§ Task to carry out: Quote the line containing "Expected behaviour: for every instance of the flat" and all lines that follow it in the listing below, exactly as written.

§ Provided records:
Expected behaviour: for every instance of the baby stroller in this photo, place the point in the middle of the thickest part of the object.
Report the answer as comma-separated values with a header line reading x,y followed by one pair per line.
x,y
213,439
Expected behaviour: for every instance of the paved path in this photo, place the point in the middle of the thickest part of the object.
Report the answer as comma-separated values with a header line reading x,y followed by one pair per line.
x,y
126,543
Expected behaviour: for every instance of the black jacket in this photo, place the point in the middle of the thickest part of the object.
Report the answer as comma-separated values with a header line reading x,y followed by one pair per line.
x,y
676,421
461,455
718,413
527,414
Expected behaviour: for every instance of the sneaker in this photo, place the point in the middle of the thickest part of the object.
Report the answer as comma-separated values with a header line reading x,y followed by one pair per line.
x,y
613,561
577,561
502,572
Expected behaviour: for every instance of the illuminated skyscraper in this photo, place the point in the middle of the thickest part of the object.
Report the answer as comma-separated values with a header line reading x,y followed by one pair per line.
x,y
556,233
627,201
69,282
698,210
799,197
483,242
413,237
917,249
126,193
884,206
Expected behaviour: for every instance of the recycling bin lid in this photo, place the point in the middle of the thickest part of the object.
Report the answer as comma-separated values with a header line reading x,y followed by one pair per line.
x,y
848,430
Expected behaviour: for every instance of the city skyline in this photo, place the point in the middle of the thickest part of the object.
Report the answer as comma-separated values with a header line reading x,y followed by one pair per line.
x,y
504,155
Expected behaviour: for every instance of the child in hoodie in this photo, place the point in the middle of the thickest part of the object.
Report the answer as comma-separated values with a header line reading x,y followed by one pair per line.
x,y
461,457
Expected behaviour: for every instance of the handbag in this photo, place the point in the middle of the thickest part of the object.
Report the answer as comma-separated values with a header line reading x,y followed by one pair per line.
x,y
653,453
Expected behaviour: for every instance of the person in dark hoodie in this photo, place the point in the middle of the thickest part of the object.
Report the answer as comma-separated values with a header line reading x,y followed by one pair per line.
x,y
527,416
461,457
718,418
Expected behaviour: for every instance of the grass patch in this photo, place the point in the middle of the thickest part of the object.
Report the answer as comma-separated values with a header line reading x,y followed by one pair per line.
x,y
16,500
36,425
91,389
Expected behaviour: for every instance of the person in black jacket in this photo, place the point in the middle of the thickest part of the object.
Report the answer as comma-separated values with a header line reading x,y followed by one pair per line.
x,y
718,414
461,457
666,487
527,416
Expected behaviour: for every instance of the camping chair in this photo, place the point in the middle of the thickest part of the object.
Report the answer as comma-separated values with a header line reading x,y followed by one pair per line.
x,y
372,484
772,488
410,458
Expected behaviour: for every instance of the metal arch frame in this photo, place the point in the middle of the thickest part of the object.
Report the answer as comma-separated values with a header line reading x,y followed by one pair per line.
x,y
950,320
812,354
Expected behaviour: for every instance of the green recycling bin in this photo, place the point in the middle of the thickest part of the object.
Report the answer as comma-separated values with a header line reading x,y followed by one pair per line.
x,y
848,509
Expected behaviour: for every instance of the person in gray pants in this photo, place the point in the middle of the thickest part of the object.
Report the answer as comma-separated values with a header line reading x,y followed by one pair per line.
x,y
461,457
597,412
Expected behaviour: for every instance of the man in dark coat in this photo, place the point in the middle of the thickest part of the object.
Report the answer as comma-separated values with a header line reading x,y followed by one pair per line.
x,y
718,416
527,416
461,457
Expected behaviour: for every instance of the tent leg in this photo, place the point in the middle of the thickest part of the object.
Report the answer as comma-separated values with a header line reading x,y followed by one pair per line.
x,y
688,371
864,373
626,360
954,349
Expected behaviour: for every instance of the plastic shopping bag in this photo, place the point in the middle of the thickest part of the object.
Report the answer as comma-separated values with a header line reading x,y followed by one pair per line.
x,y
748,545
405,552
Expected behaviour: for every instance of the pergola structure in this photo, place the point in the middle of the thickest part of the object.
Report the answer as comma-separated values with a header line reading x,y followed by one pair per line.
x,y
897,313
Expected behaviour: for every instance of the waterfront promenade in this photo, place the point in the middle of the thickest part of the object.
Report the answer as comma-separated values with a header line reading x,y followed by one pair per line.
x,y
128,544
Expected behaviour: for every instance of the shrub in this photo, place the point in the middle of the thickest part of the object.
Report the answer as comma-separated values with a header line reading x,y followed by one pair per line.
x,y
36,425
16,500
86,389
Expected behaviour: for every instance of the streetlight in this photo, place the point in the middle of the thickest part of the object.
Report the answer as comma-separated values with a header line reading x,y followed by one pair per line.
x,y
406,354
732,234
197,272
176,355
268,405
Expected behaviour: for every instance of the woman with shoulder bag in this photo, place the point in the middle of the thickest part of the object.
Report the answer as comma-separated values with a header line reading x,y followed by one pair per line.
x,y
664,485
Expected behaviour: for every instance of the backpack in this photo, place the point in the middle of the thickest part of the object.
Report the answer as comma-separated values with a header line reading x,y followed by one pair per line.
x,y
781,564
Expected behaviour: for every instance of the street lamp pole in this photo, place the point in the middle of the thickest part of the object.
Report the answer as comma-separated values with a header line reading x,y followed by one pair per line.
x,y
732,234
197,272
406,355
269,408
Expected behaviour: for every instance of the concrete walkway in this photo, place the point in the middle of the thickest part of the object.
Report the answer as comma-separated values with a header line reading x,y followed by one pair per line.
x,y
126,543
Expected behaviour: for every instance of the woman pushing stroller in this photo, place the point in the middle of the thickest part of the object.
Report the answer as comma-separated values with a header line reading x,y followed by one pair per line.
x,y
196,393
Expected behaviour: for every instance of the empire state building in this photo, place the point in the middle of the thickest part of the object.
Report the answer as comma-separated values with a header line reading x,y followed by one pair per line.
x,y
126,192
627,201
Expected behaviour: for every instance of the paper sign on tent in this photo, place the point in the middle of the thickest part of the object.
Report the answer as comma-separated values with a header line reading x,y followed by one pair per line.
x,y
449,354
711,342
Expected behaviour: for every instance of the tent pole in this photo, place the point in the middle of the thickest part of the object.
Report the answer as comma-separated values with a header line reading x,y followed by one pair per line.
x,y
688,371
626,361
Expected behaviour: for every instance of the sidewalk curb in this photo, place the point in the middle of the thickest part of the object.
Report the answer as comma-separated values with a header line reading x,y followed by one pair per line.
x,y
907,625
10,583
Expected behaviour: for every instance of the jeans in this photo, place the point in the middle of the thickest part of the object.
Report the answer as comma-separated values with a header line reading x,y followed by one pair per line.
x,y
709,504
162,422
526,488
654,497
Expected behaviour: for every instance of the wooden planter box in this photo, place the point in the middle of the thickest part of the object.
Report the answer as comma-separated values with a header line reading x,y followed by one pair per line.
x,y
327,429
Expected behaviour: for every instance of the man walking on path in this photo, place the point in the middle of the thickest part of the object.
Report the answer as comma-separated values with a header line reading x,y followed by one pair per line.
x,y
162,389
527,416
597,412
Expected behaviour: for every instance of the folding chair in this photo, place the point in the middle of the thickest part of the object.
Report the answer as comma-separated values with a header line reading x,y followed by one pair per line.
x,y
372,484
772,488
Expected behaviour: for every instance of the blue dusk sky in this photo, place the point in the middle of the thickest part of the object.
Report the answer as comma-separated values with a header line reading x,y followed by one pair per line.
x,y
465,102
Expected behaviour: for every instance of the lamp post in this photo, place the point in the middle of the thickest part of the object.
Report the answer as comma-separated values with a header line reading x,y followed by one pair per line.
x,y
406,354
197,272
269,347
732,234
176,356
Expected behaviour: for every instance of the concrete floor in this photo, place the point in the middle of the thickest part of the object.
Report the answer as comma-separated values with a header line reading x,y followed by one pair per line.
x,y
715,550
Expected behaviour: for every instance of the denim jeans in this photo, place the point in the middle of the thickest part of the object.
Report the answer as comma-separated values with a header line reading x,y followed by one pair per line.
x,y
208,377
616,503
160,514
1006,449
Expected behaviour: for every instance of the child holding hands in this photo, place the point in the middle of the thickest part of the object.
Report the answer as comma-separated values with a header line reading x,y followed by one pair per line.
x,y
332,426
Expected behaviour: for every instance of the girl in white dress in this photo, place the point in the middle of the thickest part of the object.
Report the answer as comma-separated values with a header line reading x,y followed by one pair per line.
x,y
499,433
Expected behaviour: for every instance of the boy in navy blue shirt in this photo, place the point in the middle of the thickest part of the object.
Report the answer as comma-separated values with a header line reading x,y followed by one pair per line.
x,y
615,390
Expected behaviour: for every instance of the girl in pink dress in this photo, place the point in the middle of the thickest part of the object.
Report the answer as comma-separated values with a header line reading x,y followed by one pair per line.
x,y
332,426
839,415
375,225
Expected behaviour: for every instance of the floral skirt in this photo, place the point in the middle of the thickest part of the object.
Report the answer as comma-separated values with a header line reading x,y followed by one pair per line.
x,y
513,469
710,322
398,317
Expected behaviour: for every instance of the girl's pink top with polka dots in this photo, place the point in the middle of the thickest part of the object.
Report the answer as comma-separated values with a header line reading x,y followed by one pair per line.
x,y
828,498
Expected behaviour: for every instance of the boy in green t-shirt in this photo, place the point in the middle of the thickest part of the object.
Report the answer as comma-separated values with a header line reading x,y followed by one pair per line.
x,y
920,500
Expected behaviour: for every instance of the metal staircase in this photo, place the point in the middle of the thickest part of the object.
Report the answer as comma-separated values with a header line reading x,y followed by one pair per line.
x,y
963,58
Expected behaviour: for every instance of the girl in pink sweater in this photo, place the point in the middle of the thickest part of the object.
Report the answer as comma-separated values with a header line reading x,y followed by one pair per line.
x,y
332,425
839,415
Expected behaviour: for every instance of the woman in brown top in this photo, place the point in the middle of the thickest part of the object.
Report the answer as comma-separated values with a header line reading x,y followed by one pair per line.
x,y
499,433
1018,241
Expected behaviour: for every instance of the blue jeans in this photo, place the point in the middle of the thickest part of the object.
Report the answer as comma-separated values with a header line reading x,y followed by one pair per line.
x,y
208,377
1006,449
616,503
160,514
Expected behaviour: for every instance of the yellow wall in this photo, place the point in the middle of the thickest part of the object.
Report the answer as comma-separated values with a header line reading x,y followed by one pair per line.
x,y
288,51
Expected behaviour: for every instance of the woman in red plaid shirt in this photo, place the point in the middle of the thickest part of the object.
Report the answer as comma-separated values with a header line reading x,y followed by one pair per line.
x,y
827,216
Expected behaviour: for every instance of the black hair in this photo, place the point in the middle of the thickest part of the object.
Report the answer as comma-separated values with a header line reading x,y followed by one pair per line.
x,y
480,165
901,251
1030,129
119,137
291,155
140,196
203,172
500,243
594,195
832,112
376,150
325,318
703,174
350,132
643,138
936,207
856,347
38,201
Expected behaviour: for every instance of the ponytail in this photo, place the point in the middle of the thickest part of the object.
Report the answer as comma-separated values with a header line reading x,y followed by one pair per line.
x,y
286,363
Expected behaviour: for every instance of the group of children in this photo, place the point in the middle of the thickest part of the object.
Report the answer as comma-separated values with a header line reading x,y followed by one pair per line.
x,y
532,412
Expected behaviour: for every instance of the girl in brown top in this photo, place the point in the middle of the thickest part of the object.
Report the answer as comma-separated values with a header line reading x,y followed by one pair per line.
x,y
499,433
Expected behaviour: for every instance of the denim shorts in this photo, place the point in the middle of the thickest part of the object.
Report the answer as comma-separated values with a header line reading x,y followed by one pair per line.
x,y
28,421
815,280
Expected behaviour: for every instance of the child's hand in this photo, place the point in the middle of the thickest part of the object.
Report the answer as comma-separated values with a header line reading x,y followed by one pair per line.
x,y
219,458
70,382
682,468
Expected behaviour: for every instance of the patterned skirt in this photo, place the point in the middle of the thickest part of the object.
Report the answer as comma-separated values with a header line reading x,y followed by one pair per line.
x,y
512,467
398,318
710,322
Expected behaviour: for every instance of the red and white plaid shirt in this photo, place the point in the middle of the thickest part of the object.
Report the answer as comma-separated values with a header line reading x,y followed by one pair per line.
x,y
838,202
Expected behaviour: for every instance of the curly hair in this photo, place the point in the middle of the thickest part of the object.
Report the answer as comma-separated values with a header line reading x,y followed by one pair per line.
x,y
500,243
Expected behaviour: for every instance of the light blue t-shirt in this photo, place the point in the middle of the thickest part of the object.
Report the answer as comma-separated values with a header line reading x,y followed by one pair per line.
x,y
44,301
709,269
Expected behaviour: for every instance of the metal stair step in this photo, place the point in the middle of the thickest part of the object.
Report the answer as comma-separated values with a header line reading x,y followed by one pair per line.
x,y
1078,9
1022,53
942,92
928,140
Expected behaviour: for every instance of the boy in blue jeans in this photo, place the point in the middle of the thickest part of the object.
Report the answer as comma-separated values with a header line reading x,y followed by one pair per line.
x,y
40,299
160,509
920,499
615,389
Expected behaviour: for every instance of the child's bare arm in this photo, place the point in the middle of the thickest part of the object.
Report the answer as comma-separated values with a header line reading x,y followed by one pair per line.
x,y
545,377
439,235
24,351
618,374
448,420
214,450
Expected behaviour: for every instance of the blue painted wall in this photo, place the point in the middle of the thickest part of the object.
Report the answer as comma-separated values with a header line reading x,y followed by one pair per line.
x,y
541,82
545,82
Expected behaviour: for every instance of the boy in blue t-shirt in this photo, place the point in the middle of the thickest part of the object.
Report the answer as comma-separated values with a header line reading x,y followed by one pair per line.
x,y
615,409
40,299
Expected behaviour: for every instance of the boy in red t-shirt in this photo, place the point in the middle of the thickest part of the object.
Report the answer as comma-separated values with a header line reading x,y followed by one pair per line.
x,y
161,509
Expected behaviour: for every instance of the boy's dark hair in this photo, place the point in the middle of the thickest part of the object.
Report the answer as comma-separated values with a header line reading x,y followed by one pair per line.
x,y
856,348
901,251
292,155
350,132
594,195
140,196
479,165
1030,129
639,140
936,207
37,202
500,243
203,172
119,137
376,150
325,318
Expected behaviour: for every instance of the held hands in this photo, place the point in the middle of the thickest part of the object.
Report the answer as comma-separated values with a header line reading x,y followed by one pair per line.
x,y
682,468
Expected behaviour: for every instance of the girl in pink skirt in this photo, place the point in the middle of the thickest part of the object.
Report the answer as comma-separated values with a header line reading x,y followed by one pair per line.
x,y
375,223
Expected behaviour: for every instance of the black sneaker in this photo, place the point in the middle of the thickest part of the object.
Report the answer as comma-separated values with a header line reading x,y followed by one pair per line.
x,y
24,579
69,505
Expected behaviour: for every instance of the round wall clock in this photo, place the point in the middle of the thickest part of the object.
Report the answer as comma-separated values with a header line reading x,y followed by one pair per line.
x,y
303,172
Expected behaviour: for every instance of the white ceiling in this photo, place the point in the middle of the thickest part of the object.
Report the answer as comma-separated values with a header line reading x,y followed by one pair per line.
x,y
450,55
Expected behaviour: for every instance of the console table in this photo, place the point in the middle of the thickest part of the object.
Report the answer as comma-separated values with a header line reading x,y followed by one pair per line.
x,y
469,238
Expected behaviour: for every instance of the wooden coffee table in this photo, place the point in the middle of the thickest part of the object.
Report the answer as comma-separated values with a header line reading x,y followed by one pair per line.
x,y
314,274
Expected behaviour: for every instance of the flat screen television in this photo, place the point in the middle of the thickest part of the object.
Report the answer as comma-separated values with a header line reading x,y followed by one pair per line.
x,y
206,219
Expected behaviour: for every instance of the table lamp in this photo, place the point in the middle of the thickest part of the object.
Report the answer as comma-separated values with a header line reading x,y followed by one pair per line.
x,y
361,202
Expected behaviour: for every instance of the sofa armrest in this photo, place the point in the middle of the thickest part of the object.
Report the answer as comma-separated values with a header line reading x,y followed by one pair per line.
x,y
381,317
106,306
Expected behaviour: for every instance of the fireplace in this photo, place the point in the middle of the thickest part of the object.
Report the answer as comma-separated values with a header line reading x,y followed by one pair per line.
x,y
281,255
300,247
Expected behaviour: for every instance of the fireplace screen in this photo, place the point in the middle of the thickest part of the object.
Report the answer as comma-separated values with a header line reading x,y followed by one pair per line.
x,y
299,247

§ Task output:
Expected behaviour: for every instance of the flat screen television in this photo, place the point in the middle of the thickest part of the object.
Report the answer as comma-separated values with a header line reading x,y followed by one pair per line.
x,y
206,219
Expected behaviour: for every instance of the table lamp in this photo, place the point in the middle of the thickest part of the object.
Report the answer as comma-separated values with a header line reading x,y followed by one pair per line.
x,y
361,202
Expected behaviour: for every instance of the sofa armrest in this photo, place the point in the middle of the thickest part of the object.
Report the answer as comma-separated values with a header line reading x,y followed by one pair per line.
x,y
381,317
106,306
Expected behaviour: for every instance of the fireplace in this photo, place the point in the middle of the thickest part of the object.
Report the answer as comma-separated values with a header line reading x,y followed by one pair per line.
x,y
281,255
300,247
Expected behaviour: for every instance of the fireplace screen in this photo, place the point in the middle of the thickest part of the object.
Report the answer as comma-separated values with a header line reading x,y followed by one pair per line.
x,y
299,247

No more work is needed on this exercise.